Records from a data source
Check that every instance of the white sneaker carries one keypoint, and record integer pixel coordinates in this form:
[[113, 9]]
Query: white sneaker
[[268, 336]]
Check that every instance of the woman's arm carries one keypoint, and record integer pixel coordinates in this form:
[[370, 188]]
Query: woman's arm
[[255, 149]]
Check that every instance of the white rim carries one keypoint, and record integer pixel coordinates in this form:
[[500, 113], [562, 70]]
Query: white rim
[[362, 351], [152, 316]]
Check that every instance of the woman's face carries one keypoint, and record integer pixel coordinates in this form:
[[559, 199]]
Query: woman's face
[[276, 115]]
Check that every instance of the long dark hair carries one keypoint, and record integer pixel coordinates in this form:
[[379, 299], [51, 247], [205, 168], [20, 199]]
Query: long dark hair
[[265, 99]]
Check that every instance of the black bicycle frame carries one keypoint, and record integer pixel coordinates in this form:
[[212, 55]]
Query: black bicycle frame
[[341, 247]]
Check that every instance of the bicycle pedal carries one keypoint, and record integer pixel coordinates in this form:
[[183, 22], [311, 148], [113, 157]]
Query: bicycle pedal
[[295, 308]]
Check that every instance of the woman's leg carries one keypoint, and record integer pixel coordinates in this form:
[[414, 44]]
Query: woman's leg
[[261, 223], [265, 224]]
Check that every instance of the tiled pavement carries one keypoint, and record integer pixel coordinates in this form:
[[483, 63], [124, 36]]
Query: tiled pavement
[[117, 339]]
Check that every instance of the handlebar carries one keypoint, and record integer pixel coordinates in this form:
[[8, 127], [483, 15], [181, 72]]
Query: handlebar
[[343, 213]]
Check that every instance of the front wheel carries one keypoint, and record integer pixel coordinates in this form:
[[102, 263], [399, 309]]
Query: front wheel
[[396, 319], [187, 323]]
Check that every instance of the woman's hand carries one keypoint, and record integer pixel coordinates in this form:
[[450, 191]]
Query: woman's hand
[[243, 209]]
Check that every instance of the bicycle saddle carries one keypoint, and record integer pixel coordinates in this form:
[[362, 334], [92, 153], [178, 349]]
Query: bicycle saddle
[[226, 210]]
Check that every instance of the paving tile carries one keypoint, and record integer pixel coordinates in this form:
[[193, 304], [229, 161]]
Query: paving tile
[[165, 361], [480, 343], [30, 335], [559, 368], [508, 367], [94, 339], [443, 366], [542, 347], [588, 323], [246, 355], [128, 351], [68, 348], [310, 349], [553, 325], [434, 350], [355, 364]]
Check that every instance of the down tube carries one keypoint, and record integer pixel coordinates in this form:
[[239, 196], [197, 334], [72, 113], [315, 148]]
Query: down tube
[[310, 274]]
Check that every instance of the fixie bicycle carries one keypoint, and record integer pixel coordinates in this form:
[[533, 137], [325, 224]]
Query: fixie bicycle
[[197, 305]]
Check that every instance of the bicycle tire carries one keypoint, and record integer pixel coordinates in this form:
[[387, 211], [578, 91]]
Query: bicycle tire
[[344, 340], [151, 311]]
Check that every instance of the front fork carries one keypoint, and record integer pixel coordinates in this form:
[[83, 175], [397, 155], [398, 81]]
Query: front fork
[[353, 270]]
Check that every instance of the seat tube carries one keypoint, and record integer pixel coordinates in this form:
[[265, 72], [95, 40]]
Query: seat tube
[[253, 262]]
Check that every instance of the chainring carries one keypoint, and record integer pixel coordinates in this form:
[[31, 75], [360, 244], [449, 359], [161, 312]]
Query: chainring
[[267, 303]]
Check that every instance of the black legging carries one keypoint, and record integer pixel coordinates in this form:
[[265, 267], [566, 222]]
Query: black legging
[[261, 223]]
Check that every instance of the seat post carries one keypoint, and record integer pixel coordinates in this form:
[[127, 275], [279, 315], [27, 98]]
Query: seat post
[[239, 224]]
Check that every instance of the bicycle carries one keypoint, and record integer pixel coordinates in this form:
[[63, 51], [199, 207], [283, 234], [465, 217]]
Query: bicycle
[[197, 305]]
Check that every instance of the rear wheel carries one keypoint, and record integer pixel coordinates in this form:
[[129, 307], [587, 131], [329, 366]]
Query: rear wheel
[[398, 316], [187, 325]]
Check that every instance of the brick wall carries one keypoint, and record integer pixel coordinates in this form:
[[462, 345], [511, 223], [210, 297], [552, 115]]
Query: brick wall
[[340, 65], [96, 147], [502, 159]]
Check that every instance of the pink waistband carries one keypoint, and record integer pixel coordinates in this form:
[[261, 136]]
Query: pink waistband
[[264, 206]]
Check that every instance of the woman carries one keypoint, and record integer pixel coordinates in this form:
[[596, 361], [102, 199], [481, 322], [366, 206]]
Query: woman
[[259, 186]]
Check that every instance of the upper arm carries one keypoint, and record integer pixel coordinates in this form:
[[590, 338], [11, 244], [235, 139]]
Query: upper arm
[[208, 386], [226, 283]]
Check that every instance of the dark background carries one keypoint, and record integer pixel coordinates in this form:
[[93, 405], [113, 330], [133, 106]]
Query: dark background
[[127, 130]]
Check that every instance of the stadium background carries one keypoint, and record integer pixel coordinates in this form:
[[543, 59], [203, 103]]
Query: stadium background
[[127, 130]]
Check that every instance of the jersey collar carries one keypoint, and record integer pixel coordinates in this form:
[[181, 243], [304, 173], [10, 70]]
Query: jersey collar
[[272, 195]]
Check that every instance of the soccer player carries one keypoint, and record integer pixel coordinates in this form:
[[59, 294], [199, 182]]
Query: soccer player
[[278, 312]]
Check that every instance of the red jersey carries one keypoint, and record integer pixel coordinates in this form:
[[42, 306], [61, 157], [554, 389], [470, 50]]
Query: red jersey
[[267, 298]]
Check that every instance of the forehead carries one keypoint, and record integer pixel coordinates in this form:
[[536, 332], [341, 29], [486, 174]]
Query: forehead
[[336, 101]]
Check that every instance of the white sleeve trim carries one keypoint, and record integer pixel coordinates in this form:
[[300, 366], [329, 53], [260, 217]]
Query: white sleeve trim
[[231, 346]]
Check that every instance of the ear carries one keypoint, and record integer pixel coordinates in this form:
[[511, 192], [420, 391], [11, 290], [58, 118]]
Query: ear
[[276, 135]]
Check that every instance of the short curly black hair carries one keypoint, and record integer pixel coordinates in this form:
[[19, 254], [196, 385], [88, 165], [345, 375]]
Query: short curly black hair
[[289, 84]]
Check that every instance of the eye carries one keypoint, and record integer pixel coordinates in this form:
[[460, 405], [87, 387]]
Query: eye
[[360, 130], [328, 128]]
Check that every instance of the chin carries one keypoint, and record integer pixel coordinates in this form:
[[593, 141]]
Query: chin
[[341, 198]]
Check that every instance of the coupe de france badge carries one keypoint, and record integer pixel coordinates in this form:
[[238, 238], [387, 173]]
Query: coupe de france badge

* [What needs to be done]
Switch each "keypoint" in the material above to "marker" and reproduce the lines with everything else left as it is.

* [Written answer]
Check that every instance of the white sneaker carries one marker, and record integer pixel coordinates in this form:
[[113, 9]]
Query: white sneaker
[[268, 336]]
Check that every instance of the woman's arm carries one marker, and record integer pixel coordinates in this form:
[[370, 188]]
Query: woman's arm
[[255, 149]]
Check that every instance of the white rim carries one marker, and record integer pixel coordinates in this form:
[[500, 113], [562, 70]]
Query: white rim
[[362, 351], [152, 316]]
Check that every instance of the woman's face carries one marker, and record integer pixel coordinates in this form:
[[559, 199]]
Query: woman's face
[[276, 115]]
Check that every instance of the long dark hair carries one marker, and record integer pixel coordinates in this form:
[[379, 299], [51, 247], [205, 168], [20, 199]]
Query: long dark hair
[[265, 99]]
Check that every instance of the black bicycle frame carries one marker, and record integer pixel coordinates in this form:
[[212, 55]]
Query: black bicycle frame
[[341, 247]]
Check that every instance of the bicycle pedal carries one marker, and record integer pixel coordinates in this form:
[[183, 22], [311, 148], [113, 157]]
Query: bicycle pedal
[[295, 308]]
Check that every instance of the woman's leg carries one marker, and record integer pixel coordinates in this form:
[[414, 44]]
Query: woman's leg
[[261, 223], [265, 224]]
Check that every instance of the tiled pavement carries one marker, and record integer pixel coordinates in this form:
[[483, 63], [124, 36]]
Query: tiled pavement
[[117, 339]]
Check that every instance of the handlebar carries one marker, and record integer pixel coordinates in this form:
[[8, 127], [483, 15], [181, 72]]
Query: handlebar
[[343, 213]]
Check that every instance of the front wheel carries one marker, and record integer pixel coordinates in this form:
[[102, 263], [399, 309]]
Query: front wheel
[[396, 319], [187, 323]]
Check that every instance of the woman's hand carries one marker, and record integer pixel coordinates in this form:
[[450, 191]]
Query: woman's hand
[[243, 209]]
Check that every instance of the bicycle saddle carries one marker, and record integer pixel coordinates in this form:
[[362, 334], [92, 153], [178, 349]]
Query: bicycle saddle
[[226, 210]]
Check that every instance of the paving tile carries one marker, and record integer pixel coordinates in this form:
[[193, 304], [229, 161]]
Query: paving tile
[[165, 361], [480, 343], [30, 335], [559, 368], [508, 367], [94, 339], [443, 366], [542, 347], [588, 323], [246, 355], [128, 351], [68, 348], [310, 349], [553, 325], [434, 350], [355, 364]]
Check that every instance of the down tube carries one marker, and record integer pixel coordinates in this form:
[[239, 196], [197, 334], [72, 113], [315, 148]]
Query: down tube
[[310, 274]]
Check that every instance of the fixie bicycle carries one marker, and record integer pixel coordinates in this form:
[[533, 137], [325, 224]]
Query: fixie bicycle
[[197, 305]]
Check that every instance of the bicycle tire carries one marker, and record integer pixel coordinates in this form:
[[387, 211], [578, 91]]
Query: bicycle tire
[[344, 340], [151, 311]]
Check that every instance of the front fork carries one marker, and record integer pixel coordinates in this form:
[[83, 175], [397, 155], [398, 81]]
Query: front fork
[[353, 270]]
Check that every instance of the seat tube carries one marker, and record integer pixel coordinates in this form:
[[265, 72], [95, 40]]
Query: seat tube
[[253, 262]]
Check that every instance of the chainring carries one marker, and record integer pixel coordinates in this form:
[[31, 75], [360, 244], [449, 359], [161, 312]]
Query: chainring
[[267, 303]]
Check that every instance of the black legging carries one marker, and record integer pixel coordinates in this form:
[[265, 267], [566, 222]]
Query: black legging
[[261, 223]]
Check that every instance of the seat post carries one marker, and record integer pixel coordinates in this form:
[[127, 275], [279, 315], [27, 98]]
Query: seat post
[[239, 224]]
Check that every instance of the bicycle carries one marker, and record integer pixel coordinates in this form:
[[63, 51], [199, 207], [283, 234], [465, 217]]
Query: bicycle
[[197, 305]]
Check that every instance of the rear wheel carries one marker, and record integer pixel coordinates in this form:
[[129, 307], [587, 131], [329, 366]]
Query: rear wheel
[[398, 316], [187, 325]]
Check that every instance of the brick wall carries one marker, and record integer pixel coordinates in this form:
[[462, 345], [511, 223], [210, 297], [552, 115]]
Query: brick wall
[[340, 65], [96, 147], [502, 159]]
Check that every instance of the pink waistband carries one marker, and record integer pixel coordinates in this form:
[[261, 136]]
Query: pink waistband
[[264, 206]]
Check that every instance of the woman carries one marker, and record integer pixel coordinates in this form:
[[596, 361], [102, 199], [481, 322], [366, 206]]
Query: woman
[[259, 186]]
Check that every instance of the upper arm carries one marker, and record integer pixel coordinates in this form:
[[590, 338], [11, 244], [235, 139]]
Query: upper arm
[[208, 386], [226, 283]]
Check that every instance of the dark background carries one marker, and record integer pixel coordinates in this form:
[[93, 405], [113, 330], [133, 106]]
Query: dark background
[[127, 130]]
Check that every instance of the stadium background carries one marker, and record integer pixel coordinates in this form:
[[543, 59], [203, 103]]
Query: stadium background
[[127, 130]]
Check that every instance of the jersey collar carries one marker, and record integer pixel coordinates in this form:
[[181, 243], [304, 173], [10, 70]]
Query: jersey collar
[[272, 195]]
Check that every instance of the soccer player carries one marker, and record integer pixel coordinates in this form:
[[59, 294], [199, 182]]
Query: soccer player
[[278, 312]]
Check that every instance of the red jersey carries one marker, and record integer pixel coordinates in this form:
[[42, 306], [61, 157], [554, 389], [470, 50]]
Query: red jersey
[[267, 298]]
Check that every instance of the forehead carries one marker, and record integer pixel coordinates in this form:
[[536, 332], [341, 29], [486, 174]]
Query: forehead
[[336, 101]]
Check that every instance of the white sleeve trim carries one marker, and record integer pixel coordinates in this form:
[[300, 366], [329, 53], [260, 217]]
Query: white sleeve trim
[[231, 346]]
Check that every instance of the ear carries one marker, and record integer pixel coordinates in this form:
[[511, 192], [420, 391], [11, 290], [58, 118]]
Query: ear
[[276, 135]]
Check that every instance of the short curly black hair carries one marker, and record integer pixel coordinates in this form:
[[19, 254], [196, 385], [88, 165], [345, 375]]
Query: short curly black hair
[[289, 84]]
Check that every instance of the eye carries one marker, and record integer pixel coordinates in this form:
[[460, 405], [87, 387]]
Query: eye
[[360, 130], [328, 128]]
Check that every instance of the chin carries one marker, and record integer pixel coordinates in this form:
[[593, 141]]
Query: chin
[[341, 198]]
Check that every instance of the coupe de france badge carries one marker, and record integer pixel coordinates in this form:
[[238, 238], [387, 173]]
Query: coupe de france badge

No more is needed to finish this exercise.